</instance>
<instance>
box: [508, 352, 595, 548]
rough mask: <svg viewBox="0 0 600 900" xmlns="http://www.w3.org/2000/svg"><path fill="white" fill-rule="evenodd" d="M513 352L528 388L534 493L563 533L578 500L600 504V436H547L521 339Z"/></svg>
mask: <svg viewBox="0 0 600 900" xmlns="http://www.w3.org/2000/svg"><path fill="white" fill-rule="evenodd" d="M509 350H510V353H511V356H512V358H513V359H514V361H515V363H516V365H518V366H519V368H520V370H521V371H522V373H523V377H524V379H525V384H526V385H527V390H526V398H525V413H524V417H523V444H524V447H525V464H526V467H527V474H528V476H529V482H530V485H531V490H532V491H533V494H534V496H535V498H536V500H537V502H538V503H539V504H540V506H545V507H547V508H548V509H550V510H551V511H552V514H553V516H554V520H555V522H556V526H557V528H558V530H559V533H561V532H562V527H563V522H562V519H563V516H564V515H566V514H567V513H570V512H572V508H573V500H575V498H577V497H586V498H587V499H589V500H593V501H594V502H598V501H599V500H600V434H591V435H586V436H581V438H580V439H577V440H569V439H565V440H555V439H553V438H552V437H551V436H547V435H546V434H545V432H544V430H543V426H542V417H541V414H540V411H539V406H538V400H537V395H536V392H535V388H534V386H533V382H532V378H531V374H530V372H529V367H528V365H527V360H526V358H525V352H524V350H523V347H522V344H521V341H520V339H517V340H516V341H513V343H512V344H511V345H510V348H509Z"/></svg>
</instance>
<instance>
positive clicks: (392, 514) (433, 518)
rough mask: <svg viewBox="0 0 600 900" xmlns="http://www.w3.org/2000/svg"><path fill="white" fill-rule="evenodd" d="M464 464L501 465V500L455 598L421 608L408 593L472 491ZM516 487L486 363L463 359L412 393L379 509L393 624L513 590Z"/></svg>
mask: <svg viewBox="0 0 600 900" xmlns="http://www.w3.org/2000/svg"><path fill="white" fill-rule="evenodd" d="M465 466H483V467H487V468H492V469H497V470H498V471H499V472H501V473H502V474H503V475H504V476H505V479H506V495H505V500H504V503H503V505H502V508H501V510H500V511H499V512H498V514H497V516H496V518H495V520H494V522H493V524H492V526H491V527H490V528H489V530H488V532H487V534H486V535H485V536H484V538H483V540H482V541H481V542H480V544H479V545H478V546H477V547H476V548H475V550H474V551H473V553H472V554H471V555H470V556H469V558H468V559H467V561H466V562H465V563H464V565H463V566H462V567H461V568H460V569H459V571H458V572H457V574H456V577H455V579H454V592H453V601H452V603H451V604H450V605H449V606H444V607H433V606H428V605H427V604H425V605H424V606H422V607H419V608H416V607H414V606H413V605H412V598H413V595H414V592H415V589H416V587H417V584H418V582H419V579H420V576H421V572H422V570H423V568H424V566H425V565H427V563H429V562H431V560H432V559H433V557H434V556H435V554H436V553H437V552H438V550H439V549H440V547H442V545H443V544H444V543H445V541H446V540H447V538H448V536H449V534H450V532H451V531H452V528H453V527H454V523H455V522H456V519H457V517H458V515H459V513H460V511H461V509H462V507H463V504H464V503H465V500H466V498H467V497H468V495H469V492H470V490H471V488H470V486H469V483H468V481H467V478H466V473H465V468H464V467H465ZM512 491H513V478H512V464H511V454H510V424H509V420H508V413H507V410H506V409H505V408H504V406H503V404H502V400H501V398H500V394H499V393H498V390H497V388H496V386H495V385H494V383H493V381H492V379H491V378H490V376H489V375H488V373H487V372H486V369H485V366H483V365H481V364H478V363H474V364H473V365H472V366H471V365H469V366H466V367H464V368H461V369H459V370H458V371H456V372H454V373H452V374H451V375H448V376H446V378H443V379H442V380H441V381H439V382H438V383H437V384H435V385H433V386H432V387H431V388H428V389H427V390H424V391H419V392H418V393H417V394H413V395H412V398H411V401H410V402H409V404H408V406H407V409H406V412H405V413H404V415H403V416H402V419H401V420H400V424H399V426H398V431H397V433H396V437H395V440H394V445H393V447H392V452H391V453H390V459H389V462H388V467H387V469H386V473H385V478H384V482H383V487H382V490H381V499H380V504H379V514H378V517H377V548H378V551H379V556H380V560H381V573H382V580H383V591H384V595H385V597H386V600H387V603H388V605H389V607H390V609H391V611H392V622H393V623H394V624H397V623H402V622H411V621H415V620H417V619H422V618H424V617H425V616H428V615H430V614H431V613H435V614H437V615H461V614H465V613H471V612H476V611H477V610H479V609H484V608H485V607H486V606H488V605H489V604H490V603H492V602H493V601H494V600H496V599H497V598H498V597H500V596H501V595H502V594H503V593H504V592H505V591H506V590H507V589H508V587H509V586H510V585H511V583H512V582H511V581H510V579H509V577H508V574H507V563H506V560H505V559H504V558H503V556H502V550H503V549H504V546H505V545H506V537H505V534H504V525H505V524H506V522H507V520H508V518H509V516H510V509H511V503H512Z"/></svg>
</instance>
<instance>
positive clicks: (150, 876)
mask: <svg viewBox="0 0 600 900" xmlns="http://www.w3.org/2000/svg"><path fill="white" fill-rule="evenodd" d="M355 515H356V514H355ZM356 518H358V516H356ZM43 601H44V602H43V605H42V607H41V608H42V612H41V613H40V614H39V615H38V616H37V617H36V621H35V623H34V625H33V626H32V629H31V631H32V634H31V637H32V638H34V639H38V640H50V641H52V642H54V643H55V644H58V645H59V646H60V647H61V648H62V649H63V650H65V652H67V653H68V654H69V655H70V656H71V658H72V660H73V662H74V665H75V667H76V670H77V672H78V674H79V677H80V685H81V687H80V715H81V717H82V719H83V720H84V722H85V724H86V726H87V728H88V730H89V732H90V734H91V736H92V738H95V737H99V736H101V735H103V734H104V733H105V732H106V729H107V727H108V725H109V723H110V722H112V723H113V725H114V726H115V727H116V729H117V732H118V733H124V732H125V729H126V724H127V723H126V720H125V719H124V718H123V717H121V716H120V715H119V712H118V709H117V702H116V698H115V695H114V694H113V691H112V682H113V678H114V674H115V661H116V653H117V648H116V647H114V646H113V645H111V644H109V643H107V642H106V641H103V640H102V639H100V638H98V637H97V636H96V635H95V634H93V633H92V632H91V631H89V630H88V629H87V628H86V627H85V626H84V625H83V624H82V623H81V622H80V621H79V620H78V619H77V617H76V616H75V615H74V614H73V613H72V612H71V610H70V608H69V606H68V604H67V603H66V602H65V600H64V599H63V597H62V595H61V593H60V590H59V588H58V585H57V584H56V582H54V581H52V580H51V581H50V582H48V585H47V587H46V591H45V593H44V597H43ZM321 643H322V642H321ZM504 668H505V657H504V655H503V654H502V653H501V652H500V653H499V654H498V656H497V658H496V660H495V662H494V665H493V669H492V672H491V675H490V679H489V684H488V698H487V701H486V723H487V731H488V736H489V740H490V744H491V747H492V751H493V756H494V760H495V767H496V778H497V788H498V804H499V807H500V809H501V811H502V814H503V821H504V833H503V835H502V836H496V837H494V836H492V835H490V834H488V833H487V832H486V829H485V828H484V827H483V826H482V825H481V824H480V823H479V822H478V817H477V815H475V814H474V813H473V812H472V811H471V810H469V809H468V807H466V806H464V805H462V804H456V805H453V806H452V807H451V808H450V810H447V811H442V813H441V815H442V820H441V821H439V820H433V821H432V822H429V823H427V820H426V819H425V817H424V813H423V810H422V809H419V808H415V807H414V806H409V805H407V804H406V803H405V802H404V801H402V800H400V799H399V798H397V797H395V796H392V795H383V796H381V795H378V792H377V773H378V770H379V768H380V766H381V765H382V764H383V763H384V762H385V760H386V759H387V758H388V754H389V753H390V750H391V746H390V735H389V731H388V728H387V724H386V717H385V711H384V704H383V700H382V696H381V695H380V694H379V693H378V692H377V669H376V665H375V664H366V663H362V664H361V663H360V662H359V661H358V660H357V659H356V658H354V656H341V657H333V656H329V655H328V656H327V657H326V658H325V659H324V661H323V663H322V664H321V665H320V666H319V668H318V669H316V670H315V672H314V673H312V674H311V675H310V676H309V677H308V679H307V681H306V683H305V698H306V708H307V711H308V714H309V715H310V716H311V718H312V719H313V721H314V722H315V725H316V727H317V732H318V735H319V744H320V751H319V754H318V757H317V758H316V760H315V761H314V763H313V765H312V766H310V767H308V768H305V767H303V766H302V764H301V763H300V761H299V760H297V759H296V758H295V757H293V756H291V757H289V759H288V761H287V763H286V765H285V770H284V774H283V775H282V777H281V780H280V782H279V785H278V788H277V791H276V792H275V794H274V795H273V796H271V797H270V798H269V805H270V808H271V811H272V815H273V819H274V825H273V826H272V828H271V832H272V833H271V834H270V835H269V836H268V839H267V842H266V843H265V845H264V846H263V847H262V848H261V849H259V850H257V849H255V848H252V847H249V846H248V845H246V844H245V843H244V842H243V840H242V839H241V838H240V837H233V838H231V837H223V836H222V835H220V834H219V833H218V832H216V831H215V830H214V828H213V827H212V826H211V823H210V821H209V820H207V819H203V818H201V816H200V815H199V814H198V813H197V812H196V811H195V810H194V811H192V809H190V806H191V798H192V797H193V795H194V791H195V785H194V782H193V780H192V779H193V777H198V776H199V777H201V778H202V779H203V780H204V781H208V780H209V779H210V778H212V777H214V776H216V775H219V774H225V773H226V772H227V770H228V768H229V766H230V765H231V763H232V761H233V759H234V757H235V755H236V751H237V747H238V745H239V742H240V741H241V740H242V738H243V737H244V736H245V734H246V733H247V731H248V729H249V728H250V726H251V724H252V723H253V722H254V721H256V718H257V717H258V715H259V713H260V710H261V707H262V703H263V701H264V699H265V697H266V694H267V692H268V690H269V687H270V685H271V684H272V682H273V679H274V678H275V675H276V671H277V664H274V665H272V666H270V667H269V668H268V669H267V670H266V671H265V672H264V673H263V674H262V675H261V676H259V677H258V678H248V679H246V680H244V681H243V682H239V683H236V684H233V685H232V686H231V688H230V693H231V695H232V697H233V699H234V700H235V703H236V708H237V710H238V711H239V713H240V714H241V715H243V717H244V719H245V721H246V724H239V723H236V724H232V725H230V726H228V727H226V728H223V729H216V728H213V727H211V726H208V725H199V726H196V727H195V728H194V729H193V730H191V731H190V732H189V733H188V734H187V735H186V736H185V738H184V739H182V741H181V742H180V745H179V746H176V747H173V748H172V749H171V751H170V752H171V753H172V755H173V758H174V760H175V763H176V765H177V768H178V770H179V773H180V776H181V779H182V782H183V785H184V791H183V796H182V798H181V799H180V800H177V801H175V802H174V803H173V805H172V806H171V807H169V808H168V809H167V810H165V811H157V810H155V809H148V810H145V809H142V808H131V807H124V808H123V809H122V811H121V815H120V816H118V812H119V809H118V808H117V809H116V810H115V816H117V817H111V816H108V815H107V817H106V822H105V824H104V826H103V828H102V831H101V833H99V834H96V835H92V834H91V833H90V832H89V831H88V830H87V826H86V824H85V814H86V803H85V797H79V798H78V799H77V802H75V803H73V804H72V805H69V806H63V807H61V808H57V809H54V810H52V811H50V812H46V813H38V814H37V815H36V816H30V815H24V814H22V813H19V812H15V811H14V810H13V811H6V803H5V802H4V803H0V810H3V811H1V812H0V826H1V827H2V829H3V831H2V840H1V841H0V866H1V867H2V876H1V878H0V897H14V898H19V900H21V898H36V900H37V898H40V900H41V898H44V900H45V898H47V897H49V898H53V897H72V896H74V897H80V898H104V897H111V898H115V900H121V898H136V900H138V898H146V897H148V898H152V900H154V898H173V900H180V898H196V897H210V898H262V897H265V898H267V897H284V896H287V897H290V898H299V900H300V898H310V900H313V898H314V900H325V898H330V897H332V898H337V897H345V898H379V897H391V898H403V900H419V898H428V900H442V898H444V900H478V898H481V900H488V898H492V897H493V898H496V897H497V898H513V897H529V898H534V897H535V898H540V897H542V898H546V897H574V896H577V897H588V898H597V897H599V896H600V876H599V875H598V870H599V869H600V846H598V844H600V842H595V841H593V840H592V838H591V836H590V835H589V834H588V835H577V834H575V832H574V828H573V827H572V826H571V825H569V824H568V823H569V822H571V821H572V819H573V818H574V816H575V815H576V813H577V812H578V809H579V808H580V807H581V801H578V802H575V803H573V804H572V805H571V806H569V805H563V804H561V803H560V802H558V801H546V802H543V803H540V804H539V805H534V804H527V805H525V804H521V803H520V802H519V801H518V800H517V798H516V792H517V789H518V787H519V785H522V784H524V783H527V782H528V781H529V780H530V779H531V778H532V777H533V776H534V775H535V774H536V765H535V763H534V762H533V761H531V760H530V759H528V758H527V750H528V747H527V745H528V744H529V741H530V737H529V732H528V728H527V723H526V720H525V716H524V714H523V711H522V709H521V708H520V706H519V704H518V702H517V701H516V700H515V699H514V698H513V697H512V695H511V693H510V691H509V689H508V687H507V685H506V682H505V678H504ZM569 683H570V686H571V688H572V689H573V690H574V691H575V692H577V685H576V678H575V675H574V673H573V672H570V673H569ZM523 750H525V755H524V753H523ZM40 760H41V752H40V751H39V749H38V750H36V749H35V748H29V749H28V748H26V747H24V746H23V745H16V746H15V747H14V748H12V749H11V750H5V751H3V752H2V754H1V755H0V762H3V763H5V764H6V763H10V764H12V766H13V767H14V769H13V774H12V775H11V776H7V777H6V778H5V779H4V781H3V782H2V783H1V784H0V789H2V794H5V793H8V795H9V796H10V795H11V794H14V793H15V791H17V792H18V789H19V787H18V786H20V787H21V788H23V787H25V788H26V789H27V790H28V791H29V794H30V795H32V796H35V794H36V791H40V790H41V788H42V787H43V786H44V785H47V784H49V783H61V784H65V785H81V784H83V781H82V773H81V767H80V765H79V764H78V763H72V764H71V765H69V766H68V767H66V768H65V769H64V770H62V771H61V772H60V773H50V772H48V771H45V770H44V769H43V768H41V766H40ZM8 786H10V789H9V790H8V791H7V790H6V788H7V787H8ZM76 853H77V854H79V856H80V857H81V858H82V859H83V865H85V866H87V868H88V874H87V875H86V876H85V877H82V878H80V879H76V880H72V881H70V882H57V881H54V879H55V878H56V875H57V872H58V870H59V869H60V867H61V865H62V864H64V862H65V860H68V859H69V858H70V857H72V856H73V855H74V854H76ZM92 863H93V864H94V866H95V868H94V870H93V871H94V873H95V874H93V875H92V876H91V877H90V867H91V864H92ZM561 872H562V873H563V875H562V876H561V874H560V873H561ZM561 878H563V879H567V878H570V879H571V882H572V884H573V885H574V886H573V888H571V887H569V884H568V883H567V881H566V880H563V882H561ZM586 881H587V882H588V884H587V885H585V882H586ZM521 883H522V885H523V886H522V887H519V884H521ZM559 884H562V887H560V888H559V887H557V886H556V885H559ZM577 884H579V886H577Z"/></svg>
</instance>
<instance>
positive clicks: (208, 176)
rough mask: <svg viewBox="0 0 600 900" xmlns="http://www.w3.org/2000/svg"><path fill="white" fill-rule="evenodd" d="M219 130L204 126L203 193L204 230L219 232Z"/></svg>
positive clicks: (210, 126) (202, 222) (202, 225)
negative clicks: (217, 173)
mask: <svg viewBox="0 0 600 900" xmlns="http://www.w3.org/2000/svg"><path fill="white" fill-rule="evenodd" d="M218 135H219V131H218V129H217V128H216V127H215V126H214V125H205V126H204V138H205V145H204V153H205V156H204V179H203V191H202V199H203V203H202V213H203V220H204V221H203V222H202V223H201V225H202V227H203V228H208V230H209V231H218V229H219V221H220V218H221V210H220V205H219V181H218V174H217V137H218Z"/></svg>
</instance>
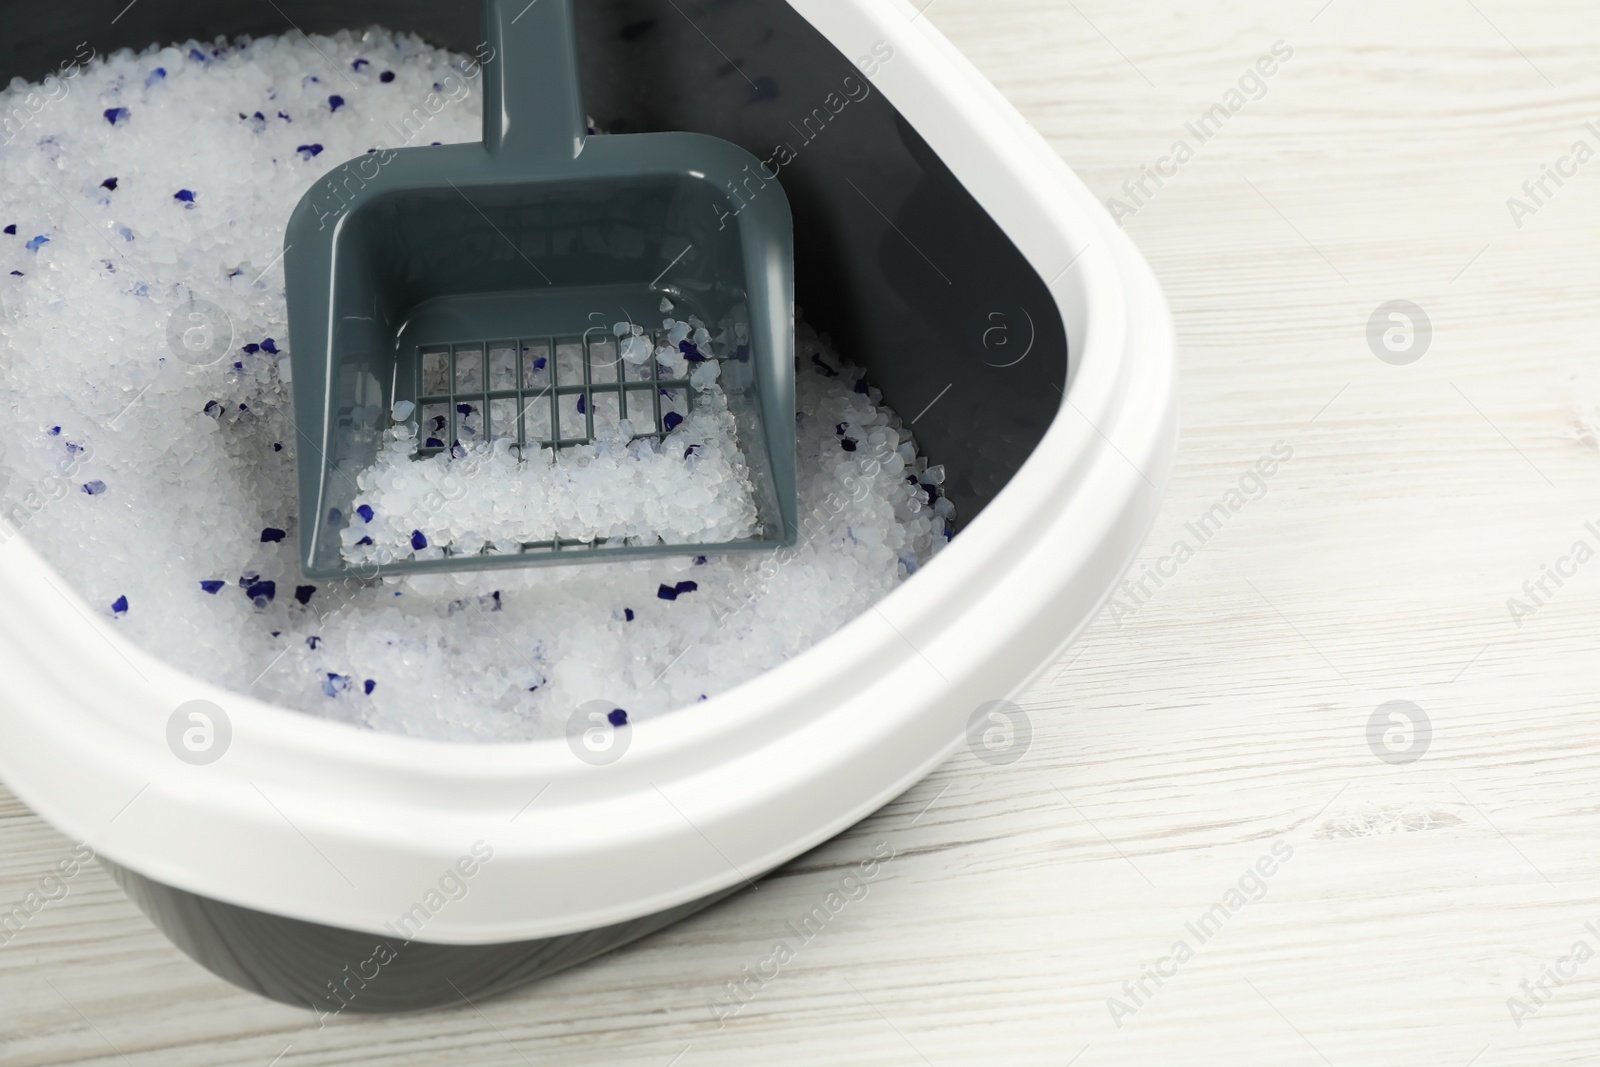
━━━
Within the listing above, give again exactly every line from the line with "352L528 388L534 493L563" through the line with "positive clicks: (392, 514) (433, 518)", both included, and no other line.

rough mask: <svg viewBox="0 0 600 900" xmlns="http://www.w3.org/2000/svg"><path fill="white" fill-rule="evenodd" d="M513 352L528 388L534 493L563 533L578 500L600 504V436H547L521 339Z"/></svg>
mask: <svg viewBox="0 0 600 900" xmlns="http://www.w3.org/2000/svg"><path fill="white" fill-rule="evenodd" d="M509 350H510V353H511V356H512V358H513V359H514V361H515V363H516V365H518V366H519V368H520V370H521V371H522V373H523V377H524V379H525V384H526V385H527V390H526V398H525V413H524V417H523V444H524V447H525V464H526V467H527V474H528V476H529V482H530V485H531V490H532V491H533V494H534V496H535V498H536V500H537V502H538V503H539V504H540V506H545V507H547V508H548V509H550V510H551V511H552V514H553V516H554V520H555V522H556V526H557V528H558V530H559V533H561V532H562V527H563V522H562V519H563V516H564V515H566V514H567V513H570V512H572V508H573V500H575V498H577V497H586V498H587V499H589V500H593V501H594V502H598V501H599V500H600V434H591V435H586V436H581V438H580V439H577V440H569V439H565V440H555V439H553V438H552V437H551V436H547V435H546V434H545V432H544V430H543V426H542V417H541V414H540V411H539V406H538V400H537V395H536V392H535V388H534V386H533V382H532V378H531V374H530V372H529V367H528V365H527V360H526V358H525V352H524V350H523V347H522V344H521V341H520V339H517V340H516V341H513V343H512V344H511V345H510V348H509Z"/></svg>
</instance>
<instance>
positive clicks: (392, 514) (433, 518)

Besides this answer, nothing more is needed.